[[ Material provided open ]]

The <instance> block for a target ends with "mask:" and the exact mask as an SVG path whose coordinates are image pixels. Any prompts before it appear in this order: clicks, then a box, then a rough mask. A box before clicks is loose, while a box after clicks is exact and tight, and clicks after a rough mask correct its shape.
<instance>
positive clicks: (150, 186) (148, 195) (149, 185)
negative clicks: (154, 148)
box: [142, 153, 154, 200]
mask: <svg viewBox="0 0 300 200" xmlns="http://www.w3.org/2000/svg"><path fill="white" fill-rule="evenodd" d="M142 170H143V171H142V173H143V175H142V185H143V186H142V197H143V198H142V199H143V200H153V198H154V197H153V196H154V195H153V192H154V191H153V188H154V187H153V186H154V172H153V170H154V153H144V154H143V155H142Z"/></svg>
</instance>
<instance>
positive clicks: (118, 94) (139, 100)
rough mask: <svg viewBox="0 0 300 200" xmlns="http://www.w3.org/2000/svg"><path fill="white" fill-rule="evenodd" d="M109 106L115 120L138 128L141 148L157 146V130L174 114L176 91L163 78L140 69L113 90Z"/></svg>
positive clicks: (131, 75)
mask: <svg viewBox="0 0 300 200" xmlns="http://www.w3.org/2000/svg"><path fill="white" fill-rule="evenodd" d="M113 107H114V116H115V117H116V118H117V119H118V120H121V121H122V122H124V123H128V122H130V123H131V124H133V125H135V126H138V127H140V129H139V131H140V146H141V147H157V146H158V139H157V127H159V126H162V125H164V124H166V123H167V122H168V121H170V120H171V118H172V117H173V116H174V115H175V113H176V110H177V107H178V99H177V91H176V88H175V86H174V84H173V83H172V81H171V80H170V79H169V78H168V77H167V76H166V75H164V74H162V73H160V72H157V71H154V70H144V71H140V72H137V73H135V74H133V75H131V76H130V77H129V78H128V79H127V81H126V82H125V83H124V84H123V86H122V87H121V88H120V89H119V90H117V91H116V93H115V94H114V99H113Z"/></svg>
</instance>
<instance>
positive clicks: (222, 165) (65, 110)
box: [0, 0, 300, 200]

[[ Material provided closed ]]

Write out all of the lines above again, character for character.

> **Exercise result**
The <instance> block for a target ends with "mask:" and the exact mask as an SVG path whose coordinates are image pixels. Any prompts before it appear in this order: clicks, then a box, then a rough mask. A box before clicks is loose, while a box after clicks is exact and tight, and clicks after a rough mask correct its shape.
<instance>
positive clicks: (150, 186) (148, 195) (149, 185)
negative clicks: (154, 148)
box: [142, 153, 154, 200]
mask: <svg viewBox="0 0 300 200" xmlns="http://www.w3.org/2000/svg"><path fill="white" fill-rule="evenodd" d="M142 170H143V171H142V173H143V175H142V185H143V186H142V197H143V198H142V199H143V200H153V198H154V197H153V196H154V195H153V192H154V191H153V188H154V187H153V186H154V172H153V170H154V153H144V154H143V155H142Z"/></svg>
</instance>
<instance>
positive clicks: (118, 94) (139, 100)
rough mask: <svg viewBox="0 0 300 200" xmlns="http://www.w3.org/2000/svg"><path fill="white" fill-rule="evenodd" d="M109 106L115 120L138 128L141 148L157 146V130L174 114L176 91L163 78L140 69L113 90Z"/></svg>
positive clicks: (131, 75)
mask: <svg viewBox="0 0 300 200" xmlns="http://www.w3.org/2000/svg"><path fill="white" fill-rule="evenodd" d="M113 107H114V116H115V117H116V118H117V119H118V120H121V121H122V122H124V123H128V122H130V123H131V124H133V125H135V126H138V127H140V129H139V131H140V146H141V147H157V146H158V139H157V127H159V126H162V125H164V124H166V123H167V122H168V121H170V120H171V118H172V117H173V116H174V115H175V113H176V110H177V107H178V99H177V91H176V88H175V86H174V84H173V83H172V81H171V80H170V79H169V78H168V77H167V76H166V75H164V74H162V73H160V72H157V71H154V70H144V71H140V72H137V73H135V74H133V75H131V76H130V77H129V78H128V79H127V81H126V82H125V83H124V84H123V86H122V87H121V88H120V89H119V90H117V91H116V93H115V94H114V99H113Z"/></svg>
</instance>
<instance>
positive clicks: (222, 165) (65, 110)
box: [0, 0, 300, 200]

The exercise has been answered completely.